__Exercise requirements__.
Return each line of the data below unchanged, please.

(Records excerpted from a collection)

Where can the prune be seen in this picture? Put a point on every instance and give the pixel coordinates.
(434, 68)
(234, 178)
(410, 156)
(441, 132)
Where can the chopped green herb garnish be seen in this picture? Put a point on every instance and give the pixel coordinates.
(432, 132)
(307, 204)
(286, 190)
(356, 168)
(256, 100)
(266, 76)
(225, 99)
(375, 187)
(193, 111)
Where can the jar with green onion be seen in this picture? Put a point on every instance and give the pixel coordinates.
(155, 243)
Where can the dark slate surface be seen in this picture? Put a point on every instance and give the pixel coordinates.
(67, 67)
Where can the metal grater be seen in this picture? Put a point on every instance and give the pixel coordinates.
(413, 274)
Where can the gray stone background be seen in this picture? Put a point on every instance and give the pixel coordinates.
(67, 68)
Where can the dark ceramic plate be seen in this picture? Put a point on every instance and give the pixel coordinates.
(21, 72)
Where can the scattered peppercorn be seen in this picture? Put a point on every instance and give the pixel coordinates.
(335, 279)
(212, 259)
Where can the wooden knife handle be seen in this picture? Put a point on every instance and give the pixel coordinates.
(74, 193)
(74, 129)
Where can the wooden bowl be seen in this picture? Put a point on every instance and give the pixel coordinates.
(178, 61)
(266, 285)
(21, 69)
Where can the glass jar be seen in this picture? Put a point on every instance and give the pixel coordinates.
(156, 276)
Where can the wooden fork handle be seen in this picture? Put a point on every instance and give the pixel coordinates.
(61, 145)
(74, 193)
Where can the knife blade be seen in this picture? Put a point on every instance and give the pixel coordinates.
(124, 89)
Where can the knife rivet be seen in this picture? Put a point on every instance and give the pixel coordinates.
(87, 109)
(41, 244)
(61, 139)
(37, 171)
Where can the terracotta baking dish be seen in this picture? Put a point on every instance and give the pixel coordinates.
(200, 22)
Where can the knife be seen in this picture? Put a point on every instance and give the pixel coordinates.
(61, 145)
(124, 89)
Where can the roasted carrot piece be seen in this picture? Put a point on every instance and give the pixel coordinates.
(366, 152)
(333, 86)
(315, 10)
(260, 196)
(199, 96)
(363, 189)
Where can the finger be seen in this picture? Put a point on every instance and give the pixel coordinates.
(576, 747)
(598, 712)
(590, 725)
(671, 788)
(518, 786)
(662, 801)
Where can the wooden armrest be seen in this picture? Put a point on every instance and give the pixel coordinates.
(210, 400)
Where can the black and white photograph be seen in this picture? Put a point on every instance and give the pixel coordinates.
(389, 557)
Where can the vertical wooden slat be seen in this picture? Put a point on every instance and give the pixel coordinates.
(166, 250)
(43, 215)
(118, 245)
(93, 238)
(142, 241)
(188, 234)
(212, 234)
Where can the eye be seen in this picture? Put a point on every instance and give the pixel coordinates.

__Response__.
Where can the prune be seen in this picture? Put a point on every instance and give the pixel coordinates.
(434, 68)
(234, 178)
(410, 156)
(441, 132)
Where can the chopped green herb garnish be seen in this picture? Put a point on every instance and give the pixel coordinates.
(432, 132)
(307, 204)
(286, 190)
(356, 168)
(256, 100)
(266, 76)
(225, 99)
(375, 187)
(193, 111)
Where can the jar with green onion be seen in this picture? Put a point on every instance and give the pixel coordinates.
(155, 243)
Where can the dark slate surface be seen in this picture? Put a point on every instance and give the pixel coordinates.
(67, 67)
Where can the metal grater be seen in this picture? Put a point on every instance and give the pixel coordinates.
(413, 274)
Where can the gray stone background be seen in this picture? Put a point on every instance and give the pixel coordinates.
(67, 68)
Where can the dark ceramic plate be seen in this picture? Put a point on every instance and give the pixel coordinates.
(21, 72)
Where can the scattered peppercorn be seen in this picture? Put a point on every instance and give the pixel coordinates.
(335, 279)
(212, 259)
Where can the wooden knife handle be seen in this picture? Put a point on every instance and give the pixel coordinates.
(74, 193)
(74, 129)
Where can the wooden bowl be seen in this picture? Put a point on every instance and give the pixel coordinates.
(178, 61)
(266, 285)
(21, 69)
Where can the glass jar be seen in this picture? Put a point on every instance and give the pixel coordinates.
(156, 276)
Where can the wooden fork handle be seen in this picture? Put a point on every instance and give the pixel coordinates.
(61, 145)
(74, 193)
Where can the knife blade be seen in this picture? Put a point on every instance and give the pixel coordinates.
(124, 89)
Where can the knife rivet be seen in this picture? Put a point on every instance and give the pixel coordinates.
(87, 109)
(41, 244)
(61, 139)
(37, 171)
Where can the terracotta baking dish be seen in this picture? Put a point on every instance and give the pixel coordinates.
(200, 22)
Where can the knife be seen in this picture? Put a point on every instance and give the pixel coordinates.
(61, 145)
(124, 89)
Where can the roasted carrot piece be seen in this picture? Put a point on every instance and give the pixel coordinates.
(366, 152)
(333, 86)
(315, 10)
(260, 196)
(199, 96)
(363, 189)
Where can the finger be seen in this picture? Put a point on every instance and give the pixel coordinates.
(576, 747)
(598, 712)
(590, 725)
(671, 788)
(518, 786)
(662, 801)
Where can the wooden armrest be seen in this picture? Put a point on every instance and give the pixel coordinates.
(210, 400)
Where can the black and white photograph be seen in this picture? Put a point on every instance and give the pixel coordinates.
(389, 557)
Where can the vertical wooden slat be seen in this picture? Put a point on every instance and give the pixel coordinates.
(166, 250)
(43, 215)
(118, 245)
(93, 238)
(142, 241)
(188, 234)
(212, 234)
Where can the eye be seen in this picture? Put a point on every instance and give the pixel coordinates.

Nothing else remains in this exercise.